- PAGE EXTRACT
Another thing to consider is our identity in a world that often blurs into the life of the church – the world of materialism and success and growth and prosperity is awfully easy to emulate in the life of the church. Barbara Brown Taylor sees in the stories of Jesus and Stephen a common thread of uncomfortable truth about what constitutes “Christian success,” and what doesn’t: it’s “not converting other people to our way of thinking; not having the oldest, prettiest church in town; not even going out of our ways to be kind and generous, but telling the truth so clearly that some people want to kill us for it” (Home by Another Way). Do we try to imitate the methods and tactics of the world around us when we take on the challenges of church life, or do we seek other sources of wisdom and strength? What are the boundaries that define us? How does the word “boundary” strike us when we talk about the church?
What makes us a distinctive people? In what ways could a visitor tell the difference between your church and the surrounding culture? On the other hand, in what ways might the surrounding culture have valuable gifts and support for our life in the church? In what ways do we – must we – stand apart and declare ourselves different? When have you experienced the church as “the headlights” and when has it been “the tail lights” in the journey toward justice and righteousness, as Dr. King once said? In other words, when has the surrounding culture led the way and the church, ironically, had to catch up? (One might think, for example, of the ordination of women.) How has the Stillspeaking God, at times, spoken to the church through outsiders? (Think of the ancient example of Ruth, the Moabite widow, speaking to Naomi, and imaging the unconditional and persistent love of God for her.)

- ITEMS
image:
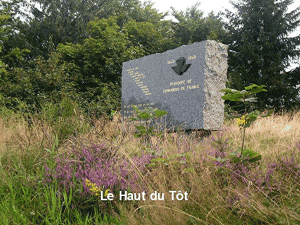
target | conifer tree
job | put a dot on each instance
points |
(260, 51)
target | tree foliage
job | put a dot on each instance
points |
(194, 27)
(260, 51)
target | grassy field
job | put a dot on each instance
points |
(52, 173)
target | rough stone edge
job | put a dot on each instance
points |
(215, 75)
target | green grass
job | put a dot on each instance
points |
(25, 198)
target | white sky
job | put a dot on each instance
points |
(207, 6)
(210, 5)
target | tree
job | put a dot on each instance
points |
(50, 22)
(260, 51)
(194, 27)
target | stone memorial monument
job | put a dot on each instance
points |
(185, 82)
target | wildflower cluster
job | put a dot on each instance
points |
(100, 168)
(241, 122)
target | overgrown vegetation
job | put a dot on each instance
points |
(83, 177)
(65, 153)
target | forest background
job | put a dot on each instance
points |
(73, 50)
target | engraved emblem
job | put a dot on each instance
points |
(181, 66)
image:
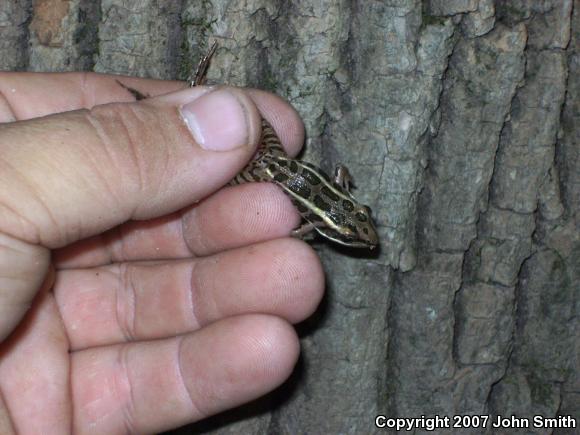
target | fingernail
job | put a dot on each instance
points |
(217, 121)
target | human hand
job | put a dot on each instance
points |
(123, 308)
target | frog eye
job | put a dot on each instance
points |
(361, 217)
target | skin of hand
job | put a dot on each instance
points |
(137, 293)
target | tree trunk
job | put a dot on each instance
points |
(460, 123)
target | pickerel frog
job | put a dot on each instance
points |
(326, 206)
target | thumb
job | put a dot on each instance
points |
(68, 176)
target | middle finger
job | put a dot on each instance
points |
(231, 218)
(115, 304)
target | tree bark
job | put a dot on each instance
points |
(460, 123)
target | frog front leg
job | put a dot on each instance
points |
(342, 177)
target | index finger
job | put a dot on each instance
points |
(31, 95)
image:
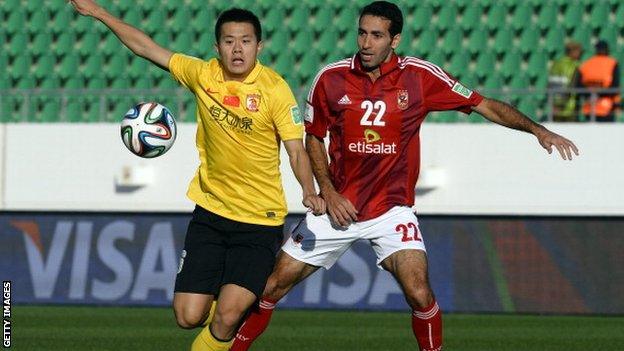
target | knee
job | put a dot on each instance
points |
(277, 287)
(187, 318)
(419, 296)
(227, 320)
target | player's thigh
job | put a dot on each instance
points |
(318, 242)
(409, 267)
(203, 259)
(251, 253)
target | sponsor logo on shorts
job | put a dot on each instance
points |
(462, 90)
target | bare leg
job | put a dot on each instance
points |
(191, 310)
(287, 273)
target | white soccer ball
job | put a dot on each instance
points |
(148, 129)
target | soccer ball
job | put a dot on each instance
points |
(148, 129)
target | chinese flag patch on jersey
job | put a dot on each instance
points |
(253, 102)
(231, 100)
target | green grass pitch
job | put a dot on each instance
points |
(136, 329)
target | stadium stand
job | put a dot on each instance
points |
(488, 44)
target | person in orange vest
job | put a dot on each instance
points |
(600, 71)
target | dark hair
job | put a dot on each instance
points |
(388, 11)
(241, 16)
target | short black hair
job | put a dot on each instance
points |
(241, 16)
(388, 11)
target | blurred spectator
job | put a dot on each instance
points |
(561, 76)
(600, 71)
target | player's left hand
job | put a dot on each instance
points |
(549, 139)
(315, 203)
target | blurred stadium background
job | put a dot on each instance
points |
(509, 229)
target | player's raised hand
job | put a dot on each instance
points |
(549, 139)
(340, 208)
(315, 203)
(85, 7)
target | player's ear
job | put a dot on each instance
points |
(216, 47)
(260, 46)
(396, 40)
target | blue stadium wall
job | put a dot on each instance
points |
(477, 264)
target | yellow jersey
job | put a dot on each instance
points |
(239, 128)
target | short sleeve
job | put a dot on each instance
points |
(186, 69)
(285, 112)
(317, 111)
(442, 92)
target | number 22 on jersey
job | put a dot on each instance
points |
(379, 107)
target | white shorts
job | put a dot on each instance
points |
(317, 241)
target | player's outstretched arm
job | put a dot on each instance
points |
(134, 39)
(508, 116)
(300, 164)
(339, 208)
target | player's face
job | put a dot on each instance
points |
(375, 42)
(238, 48)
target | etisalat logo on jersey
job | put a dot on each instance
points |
(372, 144)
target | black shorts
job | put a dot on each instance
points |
(219, 251)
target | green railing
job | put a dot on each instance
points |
(109, 105)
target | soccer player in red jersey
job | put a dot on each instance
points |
(373, 105)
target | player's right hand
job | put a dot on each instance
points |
(315, 203)
(85, 7)
(340, 209)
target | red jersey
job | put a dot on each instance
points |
(374, 144)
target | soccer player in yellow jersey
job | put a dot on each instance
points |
(244, 110)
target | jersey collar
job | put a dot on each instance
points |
(385, 67)
(250, 79)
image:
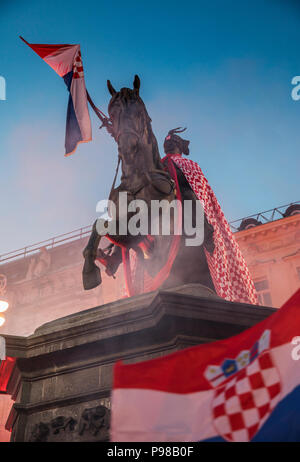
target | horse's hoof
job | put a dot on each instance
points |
(91, 279)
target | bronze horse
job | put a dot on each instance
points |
(144, 177)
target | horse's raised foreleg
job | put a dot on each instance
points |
(91, 275)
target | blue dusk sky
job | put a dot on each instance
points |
(222, 68)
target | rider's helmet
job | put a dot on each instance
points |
(173, 142)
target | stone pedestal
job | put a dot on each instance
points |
(63, 376)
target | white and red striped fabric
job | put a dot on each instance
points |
(244, 388)
(227, 266)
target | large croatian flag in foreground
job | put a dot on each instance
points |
(67, 63)
(246, 388)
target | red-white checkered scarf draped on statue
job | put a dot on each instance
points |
(226, 263)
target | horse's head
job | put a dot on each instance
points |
(129, 118)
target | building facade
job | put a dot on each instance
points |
(44, 282)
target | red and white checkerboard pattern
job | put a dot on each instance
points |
(78, 67)
(227, 266)
(242, 405)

- ACTIONS TO TAKE
1. List every person named in the reflection on church identity.
2. According to the reflection on church identity, from which work is Barbara Brown Taylor's statement about "Christian success" drawn?
3. Reproduce the passage of the reflection on church identity starting with "What makes us" and going on through "God for her.)".
The items have no connection to the reflection on church identity.

- EXERCISE ANSWERS
1. Barbara Brown Taylor, Jesus, Stephen, Dr. King, Ruth, Naomi

2. Home by Another Way

3.
What makes us a distinctive people? In what ways could a visitor tell the difference between your church and the surrounding culture? On the other hand, in what ways might the surrounding culture have valuable gifts and support for our life in the church? In what ways do we – must we – stand apart and declare ourselves different? When have you experienced the church as “the headlights” and when has it been “the tail lights” in the journey toward justice and righteousness, as Dr. King once said? In other words, when has the surrounding culture led the way and the church, ironically, had to catch up? (One might think, for example, of the ordination of women.) How has the Stillspeaking God, at times, spoken to the church through outsiders? (Think of the ancient example of Ruth, the Moabite widow, speaking to Naomi, and imaging the unconditional and persistent love of God for her.)